## DIRECTIONS FOR THIS TASK
Your output is the line containing "For each instance of the girl" plus all lines after it to the end of the records, reproduced exactly, with nothing else.

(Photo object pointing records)
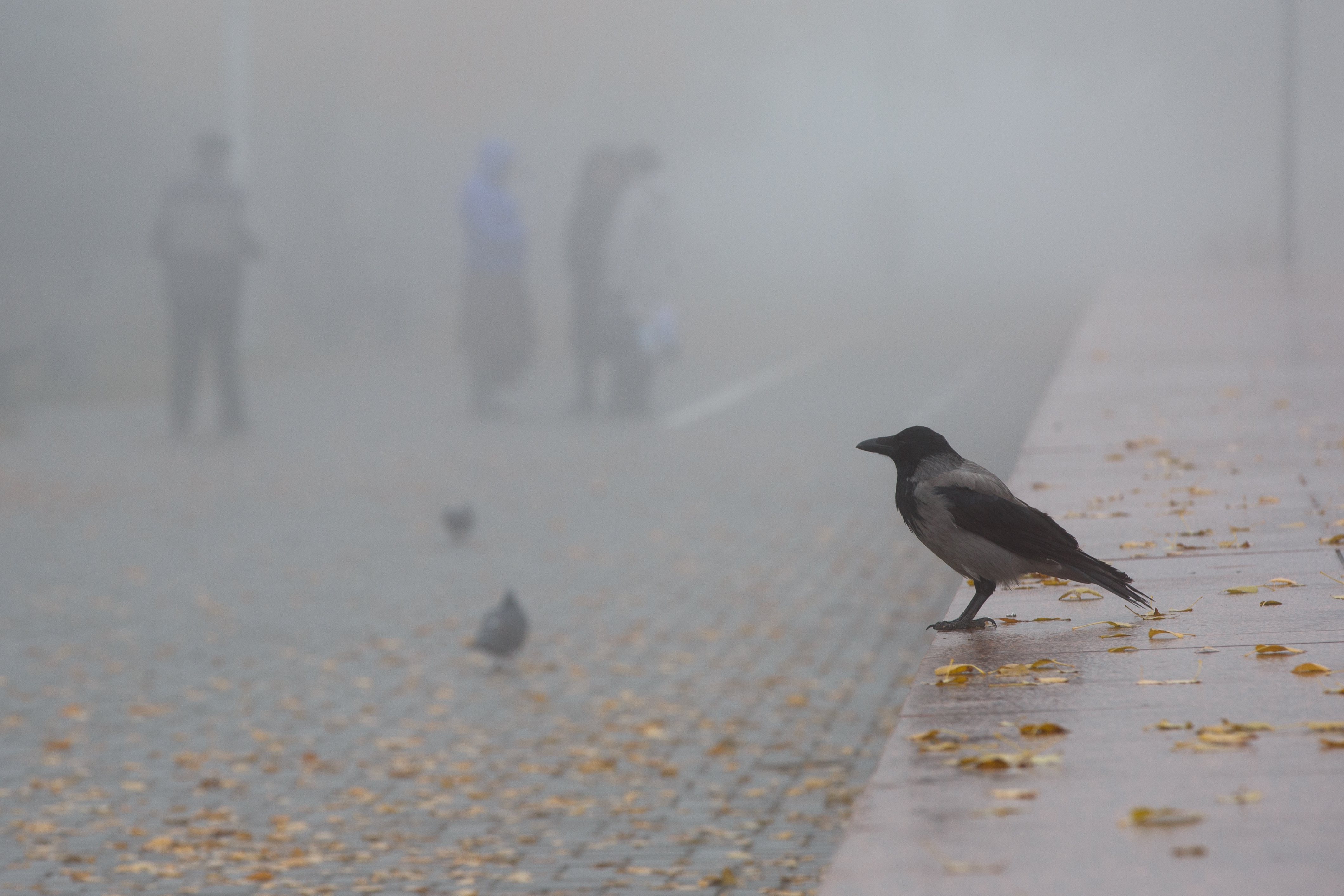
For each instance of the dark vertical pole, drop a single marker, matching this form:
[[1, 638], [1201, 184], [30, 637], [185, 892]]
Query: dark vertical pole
[[1288, 143]]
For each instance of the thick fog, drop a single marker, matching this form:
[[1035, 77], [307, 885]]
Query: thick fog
[[827, 160]]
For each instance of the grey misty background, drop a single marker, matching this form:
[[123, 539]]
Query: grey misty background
[[832, 163]]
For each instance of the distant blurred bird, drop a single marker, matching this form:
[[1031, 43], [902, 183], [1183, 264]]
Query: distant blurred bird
[[969, 519], [503, 631], [459, 522]]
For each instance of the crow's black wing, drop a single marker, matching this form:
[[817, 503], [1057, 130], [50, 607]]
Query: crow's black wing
[[1010, 524], [1034, 537]]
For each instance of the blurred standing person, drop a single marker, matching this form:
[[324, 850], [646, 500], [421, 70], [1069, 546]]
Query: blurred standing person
[[595, 316], [639, 273], [496, 328], [202, 241]]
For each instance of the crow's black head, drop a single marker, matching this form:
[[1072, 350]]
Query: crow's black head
[[909, 447]]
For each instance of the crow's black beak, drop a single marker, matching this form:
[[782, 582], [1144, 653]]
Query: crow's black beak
[[877, 447]]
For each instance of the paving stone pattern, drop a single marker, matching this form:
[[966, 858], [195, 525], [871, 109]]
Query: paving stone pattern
[[240, 667]]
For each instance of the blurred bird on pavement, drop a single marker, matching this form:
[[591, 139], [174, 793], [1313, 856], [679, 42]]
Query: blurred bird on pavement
[[503, 631]]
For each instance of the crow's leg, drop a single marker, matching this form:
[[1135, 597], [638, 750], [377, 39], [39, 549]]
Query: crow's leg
[[984, 587]]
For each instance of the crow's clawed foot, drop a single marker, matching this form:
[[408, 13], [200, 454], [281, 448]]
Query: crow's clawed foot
[[956, 625]]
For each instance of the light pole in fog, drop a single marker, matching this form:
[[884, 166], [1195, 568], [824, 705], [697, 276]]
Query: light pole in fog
[[237, 52], [1288, 143]]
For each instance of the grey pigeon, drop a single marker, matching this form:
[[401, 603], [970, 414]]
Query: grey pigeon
[[969, 519], [503, 631], [459, 522]]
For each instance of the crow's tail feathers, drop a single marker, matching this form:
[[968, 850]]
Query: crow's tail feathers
[[1084, 567]]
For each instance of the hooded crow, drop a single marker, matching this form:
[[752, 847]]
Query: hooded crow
[[969, 519]]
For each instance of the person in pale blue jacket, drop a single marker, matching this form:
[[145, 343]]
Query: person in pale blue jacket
[[496, 327]]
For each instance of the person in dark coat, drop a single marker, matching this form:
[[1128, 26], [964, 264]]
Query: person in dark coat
[[202, 241], [496, 327], [595, 320]]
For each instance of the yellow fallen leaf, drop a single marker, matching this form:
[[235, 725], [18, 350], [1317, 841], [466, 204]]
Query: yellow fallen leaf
[[1275, 651], [1240, 726], [1241, 798], [996, 812], [136, 868], [1228, 739], [1167, 817], [957, 670], [1042, 730]]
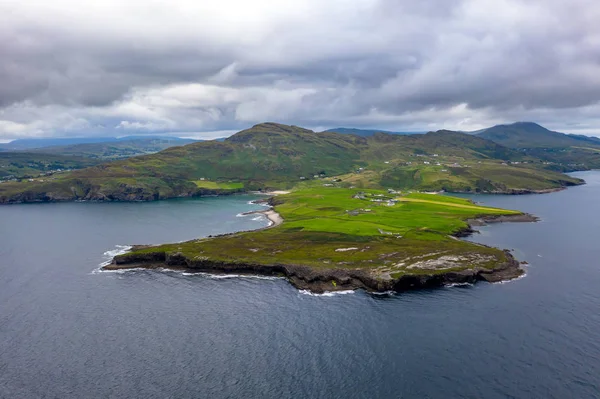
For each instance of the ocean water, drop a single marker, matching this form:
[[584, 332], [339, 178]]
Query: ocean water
[[68, 331]]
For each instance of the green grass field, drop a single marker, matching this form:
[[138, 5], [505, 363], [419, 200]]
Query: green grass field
[[332, 227]]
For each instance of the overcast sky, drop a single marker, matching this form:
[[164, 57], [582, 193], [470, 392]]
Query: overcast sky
[[79, 68]]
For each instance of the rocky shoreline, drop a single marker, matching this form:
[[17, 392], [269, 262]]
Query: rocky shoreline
[[322, 280], [326, 280]]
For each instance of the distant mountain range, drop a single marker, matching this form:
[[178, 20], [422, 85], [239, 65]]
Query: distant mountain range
[[366, 132], [102, 148], [276, 156]]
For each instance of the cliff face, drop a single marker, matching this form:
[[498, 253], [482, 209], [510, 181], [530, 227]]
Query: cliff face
[[321, 280]]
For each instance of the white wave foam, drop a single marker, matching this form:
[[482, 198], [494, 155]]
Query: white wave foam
[[512, 279], [384, 293], [327, 293], [256, 202]]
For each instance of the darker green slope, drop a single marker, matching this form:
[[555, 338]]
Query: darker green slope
[[271, 155]]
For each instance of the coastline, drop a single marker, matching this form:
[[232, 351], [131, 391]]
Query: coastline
[[329, 280]]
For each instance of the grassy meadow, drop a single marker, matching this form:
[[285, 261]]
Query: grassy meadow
[[334, 227]]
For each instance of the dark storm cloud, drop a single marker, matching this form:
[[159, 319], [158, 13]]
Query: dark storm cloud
[[67, 67]]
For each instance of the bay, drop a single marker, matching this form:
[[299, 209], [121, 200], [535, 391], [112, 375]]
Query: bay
[[68, 331]]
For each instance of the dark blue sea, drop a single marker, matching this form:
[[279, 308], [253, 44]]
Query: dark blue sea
[[69, 331]]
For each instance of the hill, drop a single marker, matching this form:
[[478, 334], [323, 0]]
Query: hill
[[38, 143], [118, 149], [365, 132], [560, 151], [271, 155], [337, 239], [23, 165]]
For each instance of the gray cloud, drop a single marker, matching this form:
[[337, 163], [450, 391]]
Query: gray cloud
[[72, 69]]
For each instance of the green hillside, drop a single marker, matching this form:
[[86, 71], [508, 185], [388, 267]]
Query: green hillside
[[334, 238], [561, 152], [24, 165], [118, 149], [271, 155], [532, 135]]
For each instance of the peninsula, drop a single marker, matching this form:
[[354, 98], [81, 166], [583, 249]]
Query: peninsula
[[334, 238]]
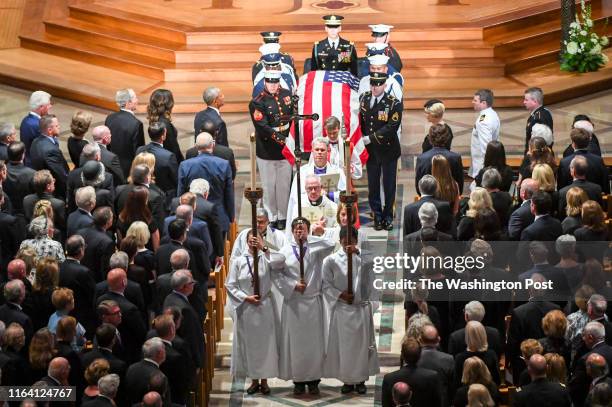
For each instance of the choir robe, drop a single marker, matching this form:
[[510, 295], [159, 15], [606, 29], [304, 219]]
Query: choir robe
[[303, 323], [256, 327], [351, 355]]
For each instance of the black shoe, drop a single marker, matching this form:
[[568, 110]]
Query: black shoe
[[361, 388], [347, 388], [313, 389], [299, 389], [254, 388]]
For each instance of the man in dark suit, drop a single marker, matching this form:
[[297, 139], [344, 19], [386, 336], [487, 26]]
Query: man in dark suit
[[214, 99], [18, 182], [46, 154], [578, 171], [446, 221], [40, 105], [14, 294], [522, 216], [541, 391], [425, 383], [440, 362], [191, 328], [525, 323], [79, 279], [157, 201], [139, 374], [593, 336], [597, 171], [438, 134], [474, 311], [133, 328], [218, 174], [99, 245], [127, 130], [166, 166]]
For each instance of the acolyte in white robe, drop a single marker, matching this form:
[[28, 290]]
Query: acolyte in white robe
[[302, 319], [351, 355], [256, 327]]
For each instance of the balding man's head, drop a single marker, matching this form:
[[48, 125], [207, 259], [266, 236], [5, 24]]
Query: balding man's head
[[16, 269], [117, 280], [537, 366], [179, 259], [205, 142], [59, 368]]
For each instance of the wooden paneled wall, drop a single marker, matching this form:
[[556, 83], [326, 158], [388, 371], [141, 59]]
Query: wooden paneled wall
[[11, 13]]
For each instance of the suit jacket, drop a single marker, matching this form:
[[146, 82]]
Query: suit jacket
[[98, 251], [423, 165], [519, 220], [127, 135], [80, 280], [28, 131], [210, 114], [75, 182], [425, 385], [218, 173], [133, 329], [137, 381], [591, 189], [597, 171], [78, 220], [191, 327], [18, 184], [166, 167], [46, 155], [446, 220], [444, 365]]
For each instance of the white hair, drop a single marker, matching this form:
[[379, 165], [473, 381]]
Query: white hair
[[542, 130], [199, 186], [38, 99]]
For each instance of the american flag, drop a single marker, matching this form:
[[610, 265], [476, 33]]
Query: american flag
[[327, 93]]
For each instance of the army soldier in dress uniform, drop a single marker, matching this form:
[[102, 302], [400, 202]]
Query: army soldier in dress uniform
[[270, 111], [380, 33], [334, 53], [534, 102], [486, 129], [380, 115], [541, 391], [273, 37]]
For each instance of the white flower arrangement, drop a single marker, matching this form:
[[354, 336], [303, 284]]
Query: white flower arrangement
[[584, 49]]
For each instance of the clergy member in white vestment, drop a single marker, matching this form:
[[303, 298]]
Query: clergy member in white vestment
[[316, 207], [351, 347], [256, 322], [302, 320]]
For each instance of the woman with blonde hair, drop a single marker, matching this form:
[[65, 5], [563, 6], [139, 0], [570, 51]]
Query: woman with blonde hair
[[474, 371], [159, 110], [478, 396], [448, 189], [574, 197], [434, 112], [477, 345], [479, 199]]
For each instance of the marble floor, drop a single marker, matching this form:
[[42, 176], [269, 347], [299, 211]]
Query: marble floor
[[389, 320]]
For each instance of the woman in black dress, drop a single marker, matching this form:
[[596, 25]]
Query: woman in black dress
[[160, 110]]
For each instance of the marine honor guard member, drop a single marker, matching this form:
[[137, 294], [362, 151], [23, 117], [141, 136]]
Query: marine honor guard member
[[273, 37], [270, 111], [380, 115], [334, 53], [271, 61]]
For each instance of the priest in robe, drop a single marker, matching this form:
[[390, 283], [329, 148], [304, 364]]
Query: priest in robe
[[351, 355], [303, 323], [256, 322]]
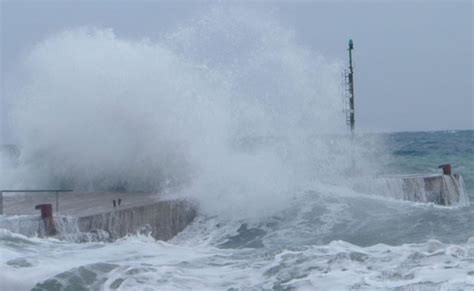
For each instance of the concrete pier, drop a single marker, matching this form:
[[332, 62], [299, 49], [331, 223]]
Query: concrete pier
[[445, 190], [98, 216]]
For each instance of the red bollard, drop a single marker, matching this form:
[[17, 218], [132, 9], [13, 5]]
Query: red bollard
[[446, 169], [47, 217]]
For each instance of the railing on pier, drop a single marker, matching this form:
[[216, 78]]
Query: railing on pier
[[56, 191]]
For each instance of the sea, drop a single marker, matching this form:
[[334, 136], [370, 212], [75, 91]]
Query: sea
[[325, 237]]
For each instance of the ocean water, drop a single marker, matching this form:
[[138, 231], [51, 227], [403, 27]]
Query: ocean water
[[327, 237], [232, 110]]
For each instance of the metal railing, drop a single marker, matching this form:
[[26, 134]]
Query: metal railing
[[56, 191]]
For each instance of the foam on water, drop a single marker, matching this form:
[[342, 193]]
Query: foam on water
[[230, 110]]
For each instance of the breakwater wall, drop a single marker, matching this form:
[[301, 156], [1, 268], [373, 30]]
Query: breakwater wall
[[98, 216], [445, 190], [162, 220]]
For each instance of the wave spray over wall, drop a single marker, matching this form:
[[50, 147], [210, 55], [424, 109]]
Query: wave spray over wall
[[230, 108], [232, 111]]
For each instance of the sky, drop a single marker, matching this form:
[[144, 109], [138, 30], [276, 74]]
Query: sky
[[413, 59]]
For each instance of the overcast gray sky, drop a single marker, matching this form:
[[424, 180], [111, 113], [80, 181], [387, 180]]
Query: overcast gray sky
[[413, 59]]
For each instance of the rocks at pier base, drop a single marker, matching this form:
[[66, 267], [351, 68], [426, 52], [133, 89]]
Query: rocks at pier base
[[445, 190]]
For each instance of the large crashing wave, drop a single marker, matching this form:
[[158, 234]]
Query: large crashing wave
[[229, 107]]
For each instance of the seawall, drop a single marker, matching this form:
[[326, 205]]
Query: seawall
[[98, 216]]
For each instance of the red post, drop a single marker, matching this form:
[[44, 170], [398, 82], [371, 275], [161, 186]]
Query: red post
[[47, 217], [446, 169]]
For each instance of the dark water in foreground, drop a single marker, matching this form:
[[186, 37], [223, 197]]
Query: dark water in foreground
[[327, 238]]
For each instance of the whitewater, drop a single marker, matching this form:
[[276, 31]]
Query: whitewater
[[234, 113]]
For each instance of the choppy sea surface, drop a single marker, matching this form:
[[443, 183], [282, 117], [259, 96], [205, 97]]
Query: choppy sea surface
[[328, 238]]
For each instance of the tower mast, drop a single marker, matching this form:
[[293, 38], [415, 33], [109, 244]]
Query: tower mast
[[350, 81]]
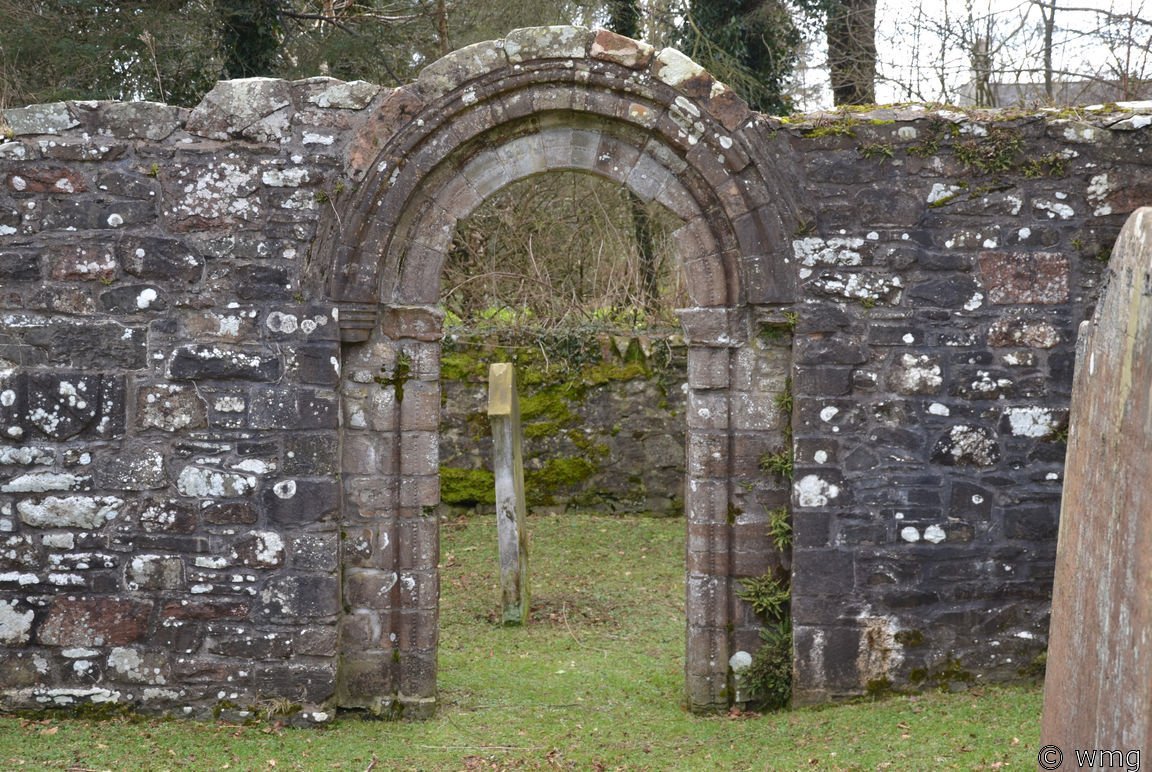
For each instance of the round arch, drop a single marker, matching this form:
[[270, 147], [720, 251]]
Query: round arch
[[539, 100]]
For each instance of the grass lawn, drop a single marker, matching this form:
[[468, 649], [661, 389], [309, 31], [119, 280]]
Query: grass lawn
[[593, 682]]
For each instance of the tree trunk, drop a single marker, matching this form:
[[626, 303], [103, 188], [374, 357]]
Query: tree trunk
[[851, 52]]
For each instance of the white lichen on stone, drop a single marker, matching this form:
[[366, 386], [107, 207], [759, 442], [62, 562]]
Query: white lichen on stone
[[838, 250], [941, 192], [917, 375], [43, 482], [15, 626], [934, 534], [1031, 422], [69, 512], [812, 491], [201, 482], [1054, 209]]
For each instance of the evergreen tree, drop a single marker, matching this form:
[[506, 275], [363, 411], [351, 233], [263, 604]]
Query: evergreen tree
[[751, 45]]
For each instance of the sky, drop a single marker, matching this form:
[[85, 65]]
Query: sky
[[923, 45]]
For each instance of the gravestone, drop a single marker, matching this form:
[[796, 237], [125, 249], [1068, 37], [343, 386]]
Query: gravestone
[[1097, 689], [508, 468]]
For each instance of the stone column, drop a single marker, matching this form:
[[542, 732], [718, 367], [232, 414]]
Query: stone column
[[711, 335], [392, 486]]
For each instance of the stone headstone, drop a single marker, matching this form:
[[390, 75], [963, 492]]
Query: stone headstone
[[508, 467], [1097, 689]]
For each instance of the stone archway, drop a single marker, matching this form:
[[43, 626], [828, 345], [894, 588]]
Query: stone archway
[[539, 100]]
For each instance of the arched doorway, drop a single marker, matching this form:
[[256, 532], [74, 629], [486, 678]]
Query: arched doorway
[[485, 116]]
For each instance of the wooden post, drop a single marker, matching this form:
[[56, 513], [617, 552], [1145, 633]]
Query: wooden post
[[508, 464]]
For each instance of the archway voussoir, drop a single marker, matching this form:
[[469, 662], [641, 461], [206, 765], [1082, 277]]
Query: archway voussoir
[[615, 158], [459, 197], [419, 275], [554, 97], [695, 240], [523, 156], [648, 178], [677, 199], [486, 173]]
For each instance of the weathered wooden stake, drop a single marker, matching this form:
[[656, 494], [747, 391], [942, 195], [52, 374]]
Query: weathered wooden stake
[[508, 464]]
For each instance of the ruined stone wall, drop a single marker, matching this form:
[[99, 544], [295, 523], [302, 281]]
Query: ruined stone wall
[[947, 263], [179, 416], [169, 459]]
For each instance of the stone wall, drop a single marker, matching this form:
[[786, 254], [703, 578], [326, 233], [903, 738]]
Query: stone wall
[[603, 422], [220, 369]]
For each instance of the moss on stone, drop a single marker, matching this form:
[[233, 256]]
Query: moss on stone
[[467, 487], [555, 476]]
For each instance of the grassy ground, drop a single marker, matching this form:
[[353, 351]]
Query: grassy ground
[[593, 682]]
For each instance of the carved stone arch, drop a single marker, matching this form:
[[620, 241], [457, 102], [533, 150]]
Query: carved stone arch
[[539, 100]]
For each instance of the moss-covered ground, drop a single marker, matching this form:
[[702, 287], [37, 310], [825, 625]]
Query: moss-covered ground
[[593, 682]]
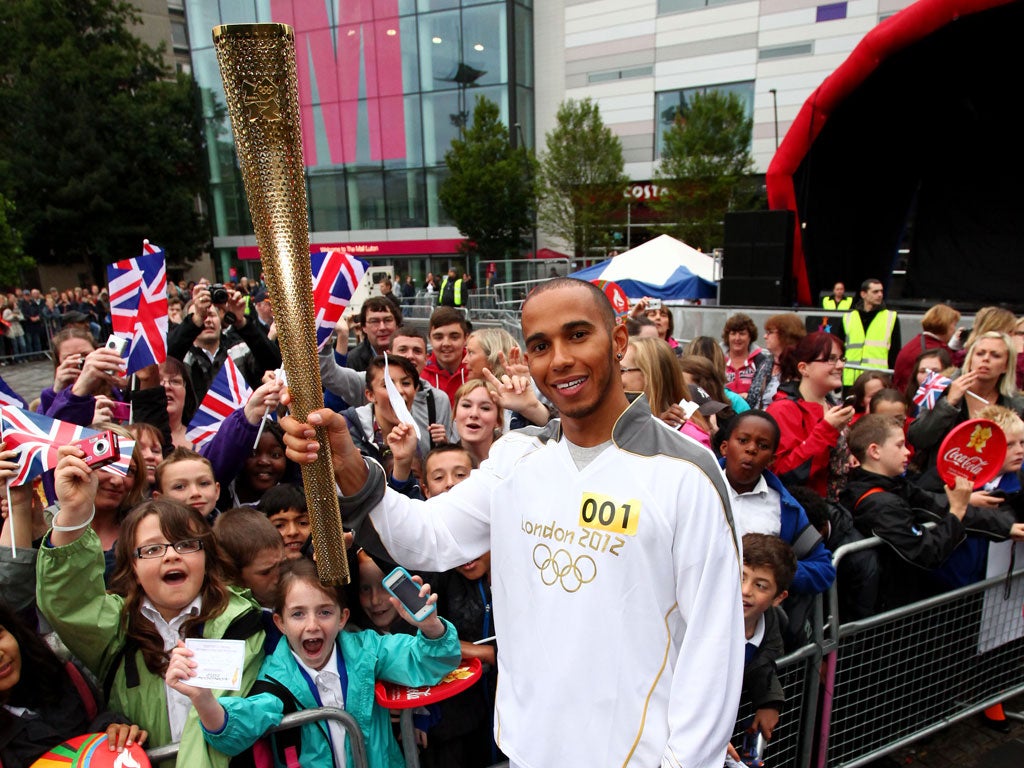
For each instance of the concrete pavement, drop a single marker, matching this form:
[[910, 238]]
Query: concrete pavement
[[29, 379]]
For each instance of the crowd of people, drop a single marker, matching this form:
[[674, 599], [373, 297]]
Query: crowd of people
[[29, 318], [604, 497]]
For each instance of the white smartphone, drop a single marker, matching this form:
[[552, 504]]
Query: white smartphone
[[399, 583]]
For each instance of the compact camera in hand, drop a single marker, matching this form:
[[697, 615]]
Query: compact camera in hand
[[121, 411], [100, 450], [118, 344], [218, 294]]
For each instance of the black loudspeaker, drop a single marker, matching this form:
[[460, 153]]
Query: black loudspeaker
[[757, 258]]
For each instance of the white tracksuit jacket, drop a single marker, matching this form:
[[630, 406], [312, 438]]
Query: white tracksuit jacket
[[615, 592]]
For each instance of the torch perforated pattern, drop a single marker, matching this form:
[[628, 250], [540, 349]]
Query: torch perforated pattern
[[257, 65]]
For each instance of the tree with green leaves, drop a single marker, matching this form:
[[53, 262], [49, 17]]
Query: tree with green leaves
[[99, 143], [706, 165], [13, 262], [491, 188], [581, 178]]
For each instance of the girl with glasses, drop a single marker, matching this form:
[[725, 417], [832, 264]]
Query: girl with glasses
[[167, 586]]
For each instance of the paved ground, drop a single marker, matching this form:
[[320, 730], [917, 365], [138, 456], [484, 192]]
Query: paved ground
[[964, 744]]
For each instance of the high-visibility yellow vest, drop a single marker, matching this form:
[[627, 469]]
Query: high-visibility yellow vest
[[868, 349], [457, 296], [829, 303]]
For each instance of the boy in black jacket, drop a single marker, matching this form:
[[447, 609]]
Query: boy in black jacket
[[886, 505], [768, 569]]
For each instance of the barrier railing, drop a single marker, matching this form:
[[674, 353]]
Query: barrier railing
[[896, 677], [295, 720]]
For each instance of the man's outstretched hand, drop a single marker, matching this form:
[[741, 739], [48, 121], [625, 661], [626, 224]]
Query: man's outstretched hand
[[302, 448]]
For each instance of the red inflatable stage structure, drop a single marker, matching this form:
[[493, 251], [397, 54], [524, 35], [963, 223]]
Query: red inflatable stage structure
[[913, 142]]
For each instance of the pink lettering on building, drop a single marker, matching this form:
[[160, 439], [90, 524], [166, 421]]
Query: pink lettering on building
[[363, 46]]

## EXPECTED ANSWER
For each instance of the girl with glasses, drop a single marker, matching this form:
[[725, 417], [832, 264]]
Query: girl with glasses
[[167, 586]]
For each instance of the paved ground, drop a single marker, matching this form:
[[320, 730], [917, 365], [138, 456], [484, 192]]
Query: paved ground
[[964, 744]]
For each instance of the high-visibility yellow vest, drop a single marker, matching this form:
[[627, 469]]
Query: high-visibility yellow vest
[[868, 349], [457, 296], [829, 303]]
For each instance of the boy in black jacket, drop a single marker, matching this form:
[[447, 609]]
Query: boy in black jacket
[[886, 505], [768, 569]]
For each instance of the barrier railing, drop a single marker, matching this form:
[[674, 353]]
Query: barrier railing
[[896, 677], [295, 720]]
For each instance of the man's outstretched hand, drop a single marker, matching this form:
[[741, 739], [48, 121], [625, 661], [626, 224]]
Query: man's outstretched hand
[[302, 448]]
For each instance of the red inflatable stage structure, drop a single marker, matching this form:
[[493, 251], [397, 54], [524, 35], [963, 223]]
Query: red inflatable stage structure
[[913, 142]]
For each instance of the pink lettering on building, drop a single marker, matching this form:
[[160, 439], [90, 524], [166, 421]]
Query: pink lettering on building
[[363, 46]]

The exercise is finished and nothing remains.